**Your objective:**
Revise all of the data below by replacing every "photo above" with "picture above", keeping everything else unchanged. Leave the pictures out of your answer.

Excerpts of pointing data:
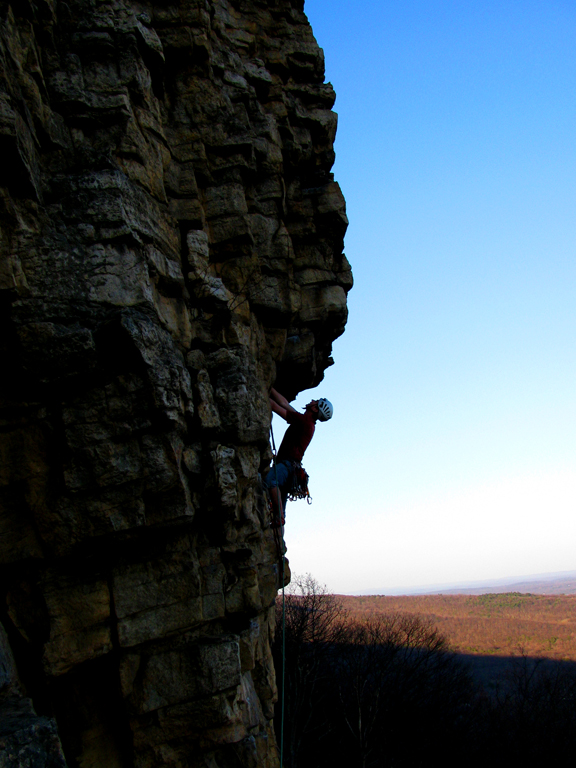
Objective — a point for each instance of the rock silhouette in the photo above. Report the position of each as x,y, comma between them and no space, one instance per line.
170,246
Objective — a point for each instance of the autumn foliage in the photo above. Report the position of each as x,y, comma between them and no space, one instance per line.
361,686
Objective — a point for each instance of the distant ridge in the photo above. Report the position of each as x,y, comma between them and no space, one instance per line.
560,583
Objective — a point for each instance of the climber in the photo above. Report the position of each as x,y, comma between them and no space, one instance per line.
296,440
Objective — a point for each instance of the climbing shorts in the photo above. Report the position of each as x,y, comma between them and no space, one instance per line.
280,475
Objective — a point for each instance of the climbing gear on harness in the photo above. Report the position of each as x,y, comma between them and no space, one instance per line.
299,487
325,409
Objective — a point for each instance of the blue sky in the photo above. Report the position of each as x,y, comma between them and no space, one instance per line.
451,455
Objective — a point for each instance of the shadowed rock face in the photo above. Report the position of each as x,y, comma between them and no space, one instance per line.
170,247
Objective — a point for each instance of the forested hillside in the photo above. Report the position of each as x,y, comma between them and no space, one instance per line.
503,624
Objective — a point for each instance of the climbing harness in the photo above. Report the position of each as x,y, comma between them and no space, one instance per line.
299,488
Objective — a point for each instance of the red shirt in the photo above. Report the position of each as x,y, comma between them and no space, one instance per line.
298,435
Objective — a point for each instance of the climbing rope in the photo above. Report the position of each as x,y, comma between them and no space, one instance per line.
278,538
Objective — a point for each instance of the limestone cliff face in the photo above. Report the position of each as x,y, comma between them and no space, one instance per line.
171,246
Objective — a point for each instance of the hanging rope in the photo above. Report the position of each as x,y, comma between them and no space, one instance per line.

**Solution for this task:**
Objective — a point for each instance of the rock silhouette in the picture above. Report the position of each as x,y, comma between them and no space, one instance per line.
170,246
Objective — a point for each instance of the autumn foliage in the picture above. Report the position of each as x,y, comma between them and no space, one instance per line.
361,686
Objective — a point for each instance of the distant ridge in the picture above. Report the position of each as x,y, comma between them and no space, one instance per line.
560,583
Objective — a point for each instance of the climber in the picture above. Report the position of each as x,y, comma between them and no space, one instance per line.
296,440
Objective — a point for each instance of the climbing shorts in the picture above. Report the position of each as x,y, comma between them and no space, one instance per line.
280,475
Objective — a point for each instance of the climbing gear on harness in the picture above. Report the position of each as x,y, comma between them and no space, one instance per line.
299,487
325,409
Objective — a point for each instance of the blue sky in the picture above. Report the position of each as x,y, comma between them and no space, one instance per line.
451,455
Objective — a point for each instance of the shadowed rock face in the picture above. Report the position of each as x,y, comma between them and no space, one instance per line.
170,247
Objective — a point for each instance of the forested hillside in the picture above. Report the position of each as x,y, comma between them and no space, one instance per line.
503,624
Objective — a point for each instance of the climbing harness in the picture above. Report the position of each as x,y, comma between them and no space, one instance per line.
299,488
Objective — a point for each instance of the red shirt in the picture above. Report the position of each as x,y, comma between them and no space, one instance per line.
298,435
Objective — a point for each instance of the climbing rope in the picture above. Report the position of each as x,y, comma between them and no space, one instance per line.
278,538
Objective — a point for each instance of the limestone cliff face in the picture above. Report the position of each as x,y, comma between them and no space, one instance per line.
171,246
Objective — a point for each instance of the hanging rope in the picture above. Report the position of each as x,y, comma between them and no space, one instance per line.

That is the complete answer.